Exercise directions:
Take from the data every line in which the word "gabled" is found.

Provided data:

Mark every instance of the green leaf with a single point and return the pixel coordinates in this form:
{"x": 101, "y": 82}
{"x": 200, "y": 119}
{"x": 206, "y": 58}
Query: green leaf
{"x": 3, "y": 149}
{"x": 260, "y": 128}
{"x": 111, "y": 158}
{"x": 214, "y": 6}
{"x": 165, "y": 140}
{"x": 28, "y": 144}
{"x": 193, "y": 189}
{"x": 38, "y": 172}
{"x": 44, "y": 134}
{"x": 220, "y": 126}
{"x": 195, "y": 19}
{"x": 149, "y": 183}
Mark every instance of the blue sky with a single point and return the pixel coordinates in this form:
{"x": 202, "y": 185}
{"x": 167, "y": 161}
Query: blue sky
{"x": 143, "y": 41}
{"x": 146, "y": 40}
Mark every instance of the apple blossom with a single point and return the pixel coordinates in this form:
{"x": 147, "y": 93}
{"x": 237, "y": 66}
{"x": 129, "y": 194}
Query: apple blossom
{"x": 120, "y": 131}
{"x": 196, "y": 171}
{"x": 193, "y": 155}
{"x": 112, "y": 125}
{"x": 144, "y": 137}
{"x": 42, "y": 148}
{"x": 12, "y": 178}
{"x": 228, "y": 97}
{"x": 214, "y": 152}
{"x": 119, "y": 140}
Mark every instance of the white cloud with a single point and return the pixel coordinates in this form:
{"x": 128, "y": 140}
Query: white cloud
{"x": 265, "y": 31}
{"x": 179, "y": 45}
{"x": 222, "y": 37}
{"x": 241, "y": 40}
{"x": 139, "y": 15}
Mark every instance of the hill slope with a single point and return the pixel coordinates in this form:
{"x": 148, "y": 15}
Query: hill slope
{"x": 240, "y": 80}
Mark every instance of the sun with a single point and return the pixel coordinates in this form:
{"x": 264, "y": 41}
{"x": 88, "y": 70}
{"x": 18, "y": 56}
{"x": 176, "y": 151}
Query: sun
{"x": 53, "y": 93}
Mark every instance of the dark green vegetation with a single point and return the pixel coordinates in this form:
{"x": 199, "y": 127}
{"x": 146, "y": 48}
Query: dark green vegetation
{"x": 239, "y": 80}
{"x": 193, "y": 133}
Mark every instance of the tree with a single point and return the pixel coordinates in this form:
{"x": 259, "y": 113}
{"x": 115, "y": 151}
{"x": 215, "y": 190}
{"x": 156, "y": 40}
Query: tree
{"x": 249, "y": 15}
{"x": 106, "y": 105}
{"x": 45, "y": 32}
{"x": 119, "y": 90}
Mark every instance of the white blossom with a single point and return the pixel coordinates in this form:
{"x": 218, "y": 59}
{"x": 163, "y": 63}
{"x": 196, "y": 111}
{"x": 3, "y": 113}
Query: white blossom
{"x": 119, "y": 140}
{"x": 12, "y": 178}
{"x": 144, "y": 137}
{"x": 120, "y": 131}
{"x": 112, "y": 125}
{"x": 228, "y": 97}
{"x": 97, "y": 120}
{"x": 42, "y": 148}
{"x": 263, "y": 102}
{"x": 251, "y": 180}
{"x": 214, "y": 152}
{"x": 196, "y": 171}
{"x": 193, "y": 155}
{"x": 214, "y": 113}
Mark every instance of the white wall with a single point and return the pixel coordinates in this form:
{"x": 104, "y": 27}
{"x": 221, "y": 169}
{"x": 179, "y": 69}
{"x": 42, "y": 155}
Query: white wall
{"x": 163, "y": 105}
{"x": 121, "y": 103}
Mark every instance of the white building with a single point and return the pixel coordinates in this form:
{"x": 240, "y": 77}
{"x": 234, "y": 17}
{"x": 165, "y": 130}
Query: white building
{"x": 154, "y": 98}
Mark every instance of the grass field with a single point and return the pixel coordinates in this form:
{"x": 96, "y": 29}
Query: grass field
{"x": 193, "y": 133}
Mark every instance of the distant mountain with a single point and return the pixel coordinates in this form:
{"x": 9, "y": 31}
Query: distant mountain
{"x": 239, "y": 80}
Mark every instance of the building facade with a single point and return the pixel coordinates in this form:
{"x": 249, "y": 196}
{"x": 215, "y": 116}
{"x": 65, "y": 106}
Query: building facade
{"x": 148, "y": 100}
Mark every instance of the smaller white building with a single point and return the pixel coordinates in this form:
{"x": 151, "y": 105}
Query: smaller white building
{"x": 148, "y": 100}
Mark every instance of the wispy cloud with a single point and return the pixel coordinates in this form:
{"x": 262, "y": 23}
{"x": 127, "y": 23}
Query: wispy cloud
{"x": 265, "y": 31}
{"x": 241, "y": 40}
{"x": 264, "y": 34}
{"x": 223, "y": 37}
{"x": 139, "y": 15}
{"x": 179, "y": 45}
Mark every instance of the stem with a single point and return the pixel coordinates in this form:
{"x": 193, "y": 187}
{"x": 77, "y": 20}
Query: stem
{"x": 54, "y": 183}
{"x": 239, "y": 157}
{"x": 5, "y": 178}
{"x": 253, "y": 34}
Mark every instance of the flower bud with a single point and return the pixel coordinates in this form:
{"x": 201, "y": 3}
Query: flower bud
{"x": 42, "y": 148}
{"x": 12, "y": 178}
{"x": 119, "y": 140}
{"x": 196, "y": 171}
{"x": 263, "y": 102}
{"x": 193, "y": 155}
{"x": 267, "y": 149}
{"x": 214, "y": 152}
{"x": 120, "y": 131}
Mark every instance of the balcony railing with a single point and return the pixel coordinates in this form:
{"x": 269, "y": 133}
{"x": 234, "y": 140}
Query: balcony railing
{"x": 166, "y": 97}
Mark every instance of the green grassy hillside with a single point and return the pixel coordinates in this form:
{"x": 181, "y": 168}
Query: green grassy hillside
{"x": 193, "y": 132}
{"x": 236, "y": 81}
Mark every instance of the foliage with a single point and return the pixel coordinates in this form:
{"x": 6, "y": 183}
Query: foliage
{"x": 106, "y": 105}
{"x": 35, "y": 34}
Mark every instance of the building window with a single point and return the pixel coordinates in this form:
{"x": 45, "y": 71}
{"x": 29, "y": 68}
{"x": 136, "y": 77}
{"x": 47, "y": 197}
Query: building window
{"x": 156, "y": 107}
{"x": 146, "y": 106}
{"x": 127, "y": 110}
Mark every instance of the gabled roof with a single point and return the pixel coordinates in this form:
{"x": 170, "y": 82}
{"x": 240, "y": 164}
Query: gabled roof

Problem solution:
Mark every instance of the gabled roof with a single point and return the pixel coordinates in this form:
Query: gabled roof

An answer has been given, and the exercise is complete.